Tra la mia gente la filosofia non ha seguito lo stesso percorso che ha seguito presso i vostri popoli: i concetti che sono entrati a far parte della nostra concezione della realtà non hanno avuto il supporto di una scrittura complessa o di cicli di discussione o di confronto tra disparate "concezioni". Essa è scaturita dall'osservazione della natura e da ciò che si presentava ai nostri occhi, cose alle quali, come è tipico di ogni essere incarnato, abbiamo comunque cercato di dare una spiegazione sulla base delle spinte a comprendere che urgevano dentro di noi, costruendo in questo modo una nostra filosofia non solo etico-morale ma anche cosmogonica.
Il concetto di base delle nostre osservazioni partiva dalla constatazione di base che il mondo in cui ci trovavamo a vivere non era costituito da una serie di elementi ognuno a sé stante ma che noi stessi facevamo parte della realtà con la stessa dignità, importanza e necessità di ogni altro suo elemento.

- Consegne:
A. Secondo il testo sulla filosofia nata dall'osservazione della natura, noi stessi facciamo parte della realtà al pari di ogni altro suo elemento. Elenca le qualità con cui, secondo il testo, ne facciamo parte.
B. Prosegui il testo sulla filosofia nata dall'osservazione della natura, partendo dopo la sua ultima frase.

- Righe di dati:
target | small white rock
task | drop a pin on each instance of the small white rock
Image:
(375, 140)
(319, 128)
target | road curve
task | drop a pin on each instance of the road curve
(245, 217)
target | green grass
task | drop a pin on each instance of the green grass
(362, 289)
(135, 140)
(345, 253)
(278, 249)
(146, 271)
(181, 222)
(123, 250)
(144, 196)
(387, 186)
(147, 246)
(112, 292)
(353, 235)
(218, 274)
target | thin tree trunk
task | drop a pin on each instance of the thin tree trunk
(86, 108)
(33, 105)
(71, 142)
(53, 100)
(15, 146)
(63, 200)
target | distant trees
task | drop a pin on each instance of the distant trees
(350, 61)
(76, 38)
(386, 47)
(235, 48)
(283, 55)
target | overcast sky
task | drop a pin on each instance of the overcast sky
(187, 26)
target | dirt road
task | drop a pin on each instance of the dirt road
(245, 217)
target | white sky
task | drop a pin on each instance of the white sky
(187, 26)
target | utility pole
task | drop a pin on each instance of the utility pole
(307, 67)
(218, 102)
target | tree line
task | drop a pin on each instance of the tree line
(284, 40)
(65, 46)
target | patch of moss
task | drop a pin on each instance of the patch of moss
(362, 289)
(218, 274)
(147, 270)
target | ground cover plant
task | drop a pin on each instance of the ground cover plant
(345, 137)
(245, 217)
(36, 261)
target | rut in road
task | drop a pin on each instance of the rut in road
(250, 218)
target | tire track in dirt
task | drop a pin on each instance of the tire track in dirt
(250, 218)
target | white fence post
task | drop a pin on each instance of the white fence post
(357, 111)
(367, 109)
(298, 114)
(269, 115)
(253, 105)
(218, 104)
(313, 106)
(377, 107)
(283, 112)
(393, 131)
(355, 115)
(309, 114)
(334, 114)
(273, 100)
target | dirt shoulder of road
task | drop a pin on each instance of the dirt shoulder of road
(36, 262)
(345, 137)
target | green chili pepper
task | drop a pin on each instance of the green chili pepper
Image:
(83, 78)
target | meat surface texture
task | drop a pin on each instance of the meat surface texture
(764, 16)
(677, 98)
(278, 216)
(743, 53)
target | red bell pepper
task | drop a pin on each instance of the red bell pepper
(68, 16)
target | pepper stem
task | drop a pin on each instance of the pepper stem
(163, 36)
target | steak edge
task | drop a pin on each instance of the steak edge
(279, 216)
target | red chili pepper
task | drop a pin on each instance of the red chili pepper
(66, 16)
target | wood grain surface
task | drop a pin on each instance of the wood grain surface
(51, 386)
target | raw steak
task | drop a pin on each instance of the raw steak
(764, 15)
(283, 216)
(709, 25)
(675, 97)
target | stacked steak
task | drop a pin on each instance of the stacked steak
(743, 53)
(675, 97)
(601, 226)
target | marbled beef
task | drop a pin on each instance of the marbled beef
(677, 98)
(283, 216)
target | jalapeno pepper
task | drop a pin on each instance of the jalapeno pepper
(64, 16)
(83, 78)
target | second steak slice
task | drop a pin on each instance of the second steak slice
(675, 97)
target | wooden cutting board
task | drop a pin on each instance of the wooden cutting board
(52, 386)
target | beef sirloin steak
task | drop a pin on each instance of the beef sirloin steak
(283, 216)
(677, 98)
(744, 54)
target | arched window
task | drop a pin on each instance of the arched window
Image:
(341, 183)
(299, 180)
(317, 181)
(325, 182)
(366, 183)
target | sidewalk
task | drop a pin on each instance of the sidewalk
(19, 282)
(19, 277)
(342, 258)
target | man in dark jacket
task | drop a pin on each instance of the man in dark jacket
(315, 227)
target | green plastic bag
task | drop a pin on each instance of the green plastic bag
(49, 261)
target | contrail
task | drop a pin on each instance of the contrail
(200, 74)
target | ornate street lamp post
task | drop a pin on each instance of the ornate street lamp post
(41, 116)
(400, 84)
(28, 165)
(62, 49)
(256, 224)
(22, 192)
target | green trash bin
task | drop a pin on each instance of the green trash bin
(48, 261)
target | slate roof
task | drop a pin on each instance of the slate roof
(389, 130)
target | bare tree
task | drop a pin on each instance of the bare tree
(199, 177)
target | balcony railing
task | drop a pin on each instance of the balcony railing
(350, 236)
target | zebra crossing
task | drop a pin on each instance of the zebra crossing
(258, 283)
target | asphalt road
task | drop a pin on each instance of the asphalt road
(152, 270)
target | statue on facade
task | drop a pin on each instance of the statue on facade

- Elenco risposte:
A. Dignità, importanza, necessità.

B.
Avvertivamo, in maniera istintiva, l'unitarietà della realtà e l'estrema consequenzialità che legava ogni cosa, dal nostro nascere al nostro morire, dall'avvicendarsi delle stagioni, alla necessità di mantenere intatti i legami di reciproco aiuto – pur sottostando agli influssi dell'Io che, così spesso, purtroppo, rendeva inadeguati i nostri comportamenti - all'interno di una natura ora dolce madre, ora severa matrigna.
Alla luce di adesso mi sento di affermare che la nostra è stata una strada diversa, percorsa con mezzi diversi, ma che la meta a cui portava era, alla fine, sempre e solo quella di aiutare la nostra comprensione ad ampliarsi, pur non adoperando un linguaggio sofisticato e non avendo fatti nostri in maniera specifica concetti filosofici come quelli che conoscete e adoperate al giorno d'oggi voi, uomini che siete lo specchio del vostro tempo.
Presso il mio popolo sono stato spesso considerato un saggio, quello che voi attualmente chiamereste un "Maestro", ma non ritengo che quest'appellativo fosse giustificato nei miei confronti.
Io non insegnavo niente.
Al massimo trasmettevo le piccole scoperte che la mia osservazione della vita mi permetteva di percepire e il modo in cui ero arrivato a determinate conclusioni.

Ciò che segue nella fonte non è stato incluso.